WORKING DATA:

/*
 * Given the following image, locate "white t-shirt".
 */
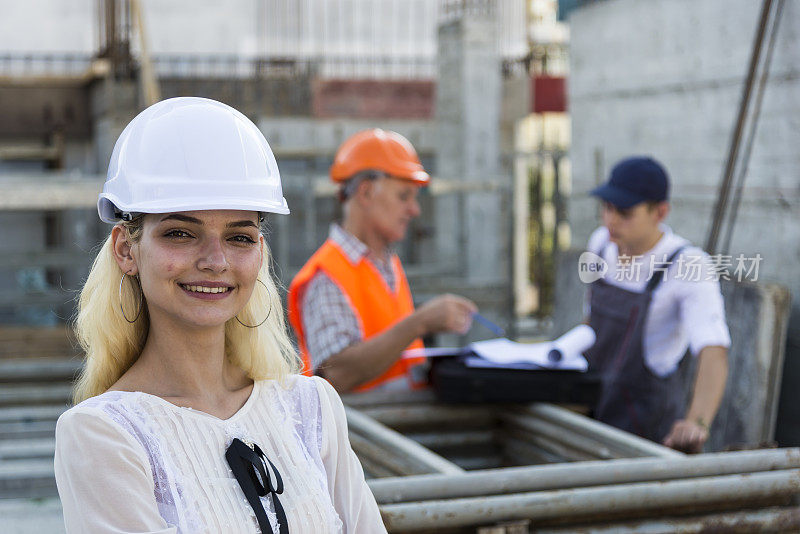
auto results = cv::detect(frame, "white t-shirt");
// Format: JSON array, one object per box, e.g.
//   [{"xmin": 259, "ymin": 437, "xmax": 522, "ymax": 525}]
[
  {"xmin": 55, "ymin": 376, "xmax": 386, "ymax": 534},
  {"xmin": 584, "ymin": 225, "xmax": 731, "ymax": 376}
]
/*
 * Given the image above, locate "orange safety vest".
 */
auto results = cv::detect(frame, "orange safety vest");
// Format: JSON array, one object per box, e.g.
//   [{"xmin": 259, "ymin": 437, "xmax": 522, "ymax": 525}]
[{"xmin": 288, "ymin": 239, "xmax": 425, "ymax": 391}]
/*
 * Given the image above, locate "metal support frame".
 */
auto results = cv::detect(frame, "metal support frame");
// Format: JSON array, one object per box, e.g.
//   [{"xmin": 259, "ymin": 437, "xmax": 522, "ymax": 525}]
[
  {"xmin": 345, "ymin": 407, "xmax": 464, "ymax": 474},
  {"xmin": 381, "ymin": 469, "xmax": 800, "ymax": 532},
  {"xmin": 369, "ymin": 449, "xmax": 800, "ymax": 504}
]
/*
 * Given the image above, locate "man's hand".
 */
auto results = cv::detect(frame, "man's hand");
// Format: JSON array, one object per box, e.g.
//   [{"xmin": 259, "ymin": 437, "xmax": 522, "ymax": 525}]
[
  {"xmin": 663, "ymin": 419, "xmax": 709, "ymax": 454},
  {"xmin": 415, "ymin": 294, "xmax": 478, "ymax": 334}
]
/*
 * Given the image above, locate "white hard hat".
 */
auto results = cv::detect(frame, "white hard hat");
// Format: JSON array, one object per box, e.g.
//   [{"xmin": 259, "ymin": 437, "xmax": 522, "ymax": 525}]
[{"xmin": 97, "ymin": 97, "xmax": 289, "ymax": 223}]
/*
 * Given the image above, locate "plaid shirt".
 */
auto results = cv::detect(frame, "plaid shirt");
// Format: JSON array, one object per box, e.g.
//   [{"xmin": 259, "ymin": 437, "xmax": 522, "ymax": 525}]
[{"xmin": 301, "ymin": 224, "xmax": 396, "ymax": 369}]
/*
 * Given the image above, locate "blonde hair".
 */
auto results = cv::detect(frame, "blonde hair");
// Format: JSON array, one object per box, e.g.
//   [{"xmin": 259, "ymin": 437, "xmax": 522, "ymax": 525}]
[{"xmin": 73, "ymin": 216, "xmax": 301, "ymax": 404}]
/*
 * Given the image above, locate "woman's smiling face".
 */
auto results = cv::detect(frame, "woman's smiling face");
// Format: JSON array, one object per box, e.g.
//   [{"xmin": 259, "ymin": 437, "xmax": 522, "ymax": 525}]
[{"xmin": 120, "ymin": 210, "xmax": 263, "ymax": 328}]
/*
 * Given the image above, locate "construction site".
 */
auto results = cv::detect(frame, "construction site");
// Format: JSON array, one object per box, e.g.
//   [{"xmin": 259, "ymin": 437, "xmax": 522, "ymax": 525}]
[{"xmin": 0, "ymin": 0, "xmax": 800, "ymax": 534}]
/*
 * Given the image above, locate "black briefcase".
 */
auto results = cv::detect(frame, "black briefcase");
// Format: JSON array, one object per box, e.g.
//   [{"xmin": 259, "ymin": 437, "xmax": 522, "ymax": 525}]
[{"xmin": 430, "ymin": 354, "xmax": 600, "ymax": 407}]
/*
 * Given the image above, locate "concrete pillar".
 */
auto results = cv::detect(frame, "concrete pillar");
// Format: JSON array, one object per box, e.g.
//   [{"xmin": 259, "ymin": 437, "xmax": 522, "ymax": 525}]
[{"xmin": 436, "ymin": 1, "xmax": 510, "ymax": 284}]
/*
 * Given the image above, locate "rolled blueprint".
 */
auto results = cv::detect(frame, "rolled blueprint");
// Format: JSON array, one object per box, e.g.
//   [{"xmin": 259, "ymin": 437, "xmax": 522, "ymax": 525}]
[{"xmin": 547, "ymin": 324, "xmax": 597, "ymax": 363}]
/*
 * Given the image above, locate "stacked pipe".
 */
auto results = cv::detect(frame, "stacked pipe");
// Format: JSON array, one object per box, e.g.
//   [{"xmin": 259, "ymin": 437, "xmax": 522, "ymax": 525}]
[{"xmin": 370, "ymin": 449, "xmax": 800, "ymax": 534}]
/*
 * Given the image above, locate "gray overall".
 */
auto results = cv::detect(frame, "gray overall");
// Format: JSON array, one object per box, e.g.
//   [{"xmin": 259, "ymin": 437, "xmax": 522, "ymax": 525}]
[{"xmin": 586, "ymin": 247, "xmax": 686, "ymax": 442}]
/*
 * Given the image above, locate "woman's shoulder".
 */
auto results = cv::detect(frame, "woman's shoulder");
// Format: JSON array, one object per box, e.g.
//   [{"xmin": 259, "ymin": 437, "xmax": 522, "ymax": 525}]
[
  {"xmin": 56, "ymin": 391, "xmax": 151, "ymax": 442},
  {"xmin": 260, "ymin": 374, "xmax": 335, "ymax": 420}
]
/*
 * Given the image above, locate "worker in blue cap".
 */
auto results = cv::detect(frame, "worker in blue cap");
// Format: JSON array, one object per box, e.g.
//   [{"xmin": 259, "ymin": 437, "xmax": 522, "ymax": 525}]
[{"xmin": 585, "ymin": 157, "xmax": 730, "ymax": 452}]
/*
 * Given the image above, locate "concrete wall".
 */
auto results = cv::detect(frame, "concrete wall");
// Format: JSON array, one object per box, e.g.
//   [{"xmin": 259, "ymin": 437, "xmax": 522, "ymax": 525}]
[{"xmin": 569, "ymin": 0, "xmax": 800, "ymax": 444}]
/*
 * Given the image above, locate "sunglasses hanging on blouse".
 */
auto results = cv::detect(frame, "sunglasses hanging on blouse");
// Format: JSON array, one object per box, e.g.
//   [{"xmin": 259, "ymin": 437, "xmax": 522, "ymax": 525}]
[{"xmin": 225, "ymin": 438, "xmax": 289, "ymax": 534}]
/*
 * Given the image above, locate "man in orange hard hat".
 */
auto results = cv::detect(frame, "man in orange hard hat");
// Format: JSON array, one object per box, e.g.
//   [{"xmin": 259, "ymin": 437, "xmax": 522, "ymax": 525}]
[{"xmin": 289, "ymin": 129, "xmax": 477, "ymax": 392}]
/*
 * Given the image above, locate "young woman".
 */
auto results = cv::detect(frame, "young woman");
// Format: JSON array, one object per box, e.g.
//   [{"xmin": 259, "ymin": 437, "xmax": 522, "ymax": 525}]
[{"xmin": 55, "ymin": 98, "xmax": 385, "ymax": 534}]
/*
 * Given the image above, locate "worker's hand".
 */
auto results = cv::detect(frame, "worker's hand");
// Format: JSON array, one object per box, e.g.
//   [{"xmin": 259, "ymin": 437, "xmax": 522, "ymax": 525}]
[
  {"xmin": 416, "ymin": 294, "xmax": 478, "ymax": 334},
  {"xmin": 663, "ymin": 419, "xmax": 708, "ymax": 454}
]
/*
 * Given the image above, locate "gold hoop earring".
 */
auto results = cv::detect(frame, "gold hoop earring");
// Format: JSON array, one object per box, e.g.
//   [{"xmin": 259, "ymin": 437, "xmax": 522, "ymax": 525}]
[
  {"xmin": 119, "ymin": 271, "xmax": 144, "ymax": 324},
  {"xmin": 233, "ymin": 278, "xmax": 272, "ymax": 328}
]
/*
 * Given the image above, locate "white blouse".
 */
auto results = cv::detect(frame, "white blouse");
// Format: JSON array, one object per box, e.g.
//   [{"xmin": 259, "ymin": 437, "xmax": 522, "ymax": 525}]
[{"xmin": 55, "ymin": 376, "xmax": 386, "ymax": 534}]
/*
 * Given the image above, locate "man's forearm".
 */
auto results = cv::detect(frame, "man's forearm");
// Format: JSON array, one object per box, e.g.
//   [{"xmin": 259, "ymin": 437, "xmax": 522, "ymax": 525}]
[
  {"xmin": 320, "ymin": 314, "xmax": 425, "ymax": 393},
  {"xmin": 686, "ymin": 346, "xmax": 728, "ymax": 426}
]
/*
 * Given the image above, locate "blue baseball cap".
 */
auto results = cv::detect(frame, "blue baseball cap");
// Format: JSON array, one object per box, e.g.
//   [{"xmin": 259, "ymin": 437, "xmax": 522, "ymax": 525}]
[{"xmin": 590, "ymin": 156, "xmax": 669, "ymax": 209}]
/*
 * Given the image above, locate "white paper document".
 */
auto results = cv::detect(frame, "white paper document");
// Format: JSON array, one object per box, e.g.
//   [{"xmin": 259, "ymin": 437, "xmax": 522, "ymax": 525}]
[{"xmin": 467, "ymin": 325, "xmax": 595, "ymax": 371}]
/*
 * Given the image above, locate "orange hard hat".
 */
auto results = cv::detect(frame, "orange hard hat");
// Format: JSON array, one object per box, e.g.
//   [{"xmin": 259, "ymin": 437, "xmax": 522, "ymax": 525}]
[{"xmin": 331, "ymin": 128, "xmax": 431, "ymax": 185}]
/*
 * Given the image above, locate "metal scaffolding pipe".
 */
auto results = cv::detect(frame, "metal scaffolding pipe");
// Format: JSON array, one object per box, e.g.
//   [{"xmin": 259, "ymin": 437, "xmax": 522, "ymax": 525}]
[
  {"xmin": 381, "ymin": 469, "xmax": 800, "ymax": 532},
  {"xmin": 501, "ymin": 414, "xmax": 624, "ymax": 460},
  {"xmin": 340, "ymin": 390, "xmax": 436, "ymax": 408},
  {"xmin": 345, "ymin": 406, "xmax": 464, "ymax": 474},
  {"xmin": 536, "ymin": 506, "xmax": 800, "ymax": 534},
  {"xmin": 519, "ymin": 403, "xmax": 686, "ymax": 458},
  {"xmin": 360, "ymin": 405, "xmax": 496, "ymax": 430},
  {"xmin": 503, "ymin": 437, "xmax": 566, "ymax": 465},
  {"xmin": 504, "ymin": 428, "xmax": 598, "ymax": 462},
  {"xmin": 405, "ymin": 430, "xmax": 495, "ymax": 449},
  {"xmin": 369, "ymin": 448, "xmax": 800, "ymax": 504},
  {"xmin": 349, "ymin": 431, "xmax": 431, "ymax": 476}
]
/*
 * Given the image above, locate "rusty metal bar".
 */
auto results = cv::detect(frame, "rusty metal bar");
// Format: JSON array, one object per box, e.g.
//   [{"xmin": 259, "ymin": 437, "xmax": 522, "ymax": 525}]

WRITTEN EXERCISE: From the material above, pull out every line that contains the string "shirt", and treat uppercase and lowercase letters as different.

RESPONSE TO THE TASK:
 * Given the following image, locate "white t-shirt".
auto results = cv::detect(frame, "white t-shirt");
 * Given the image above, locate "plaid shirt".
auto results = cv::detect(frame, "plaid shirt");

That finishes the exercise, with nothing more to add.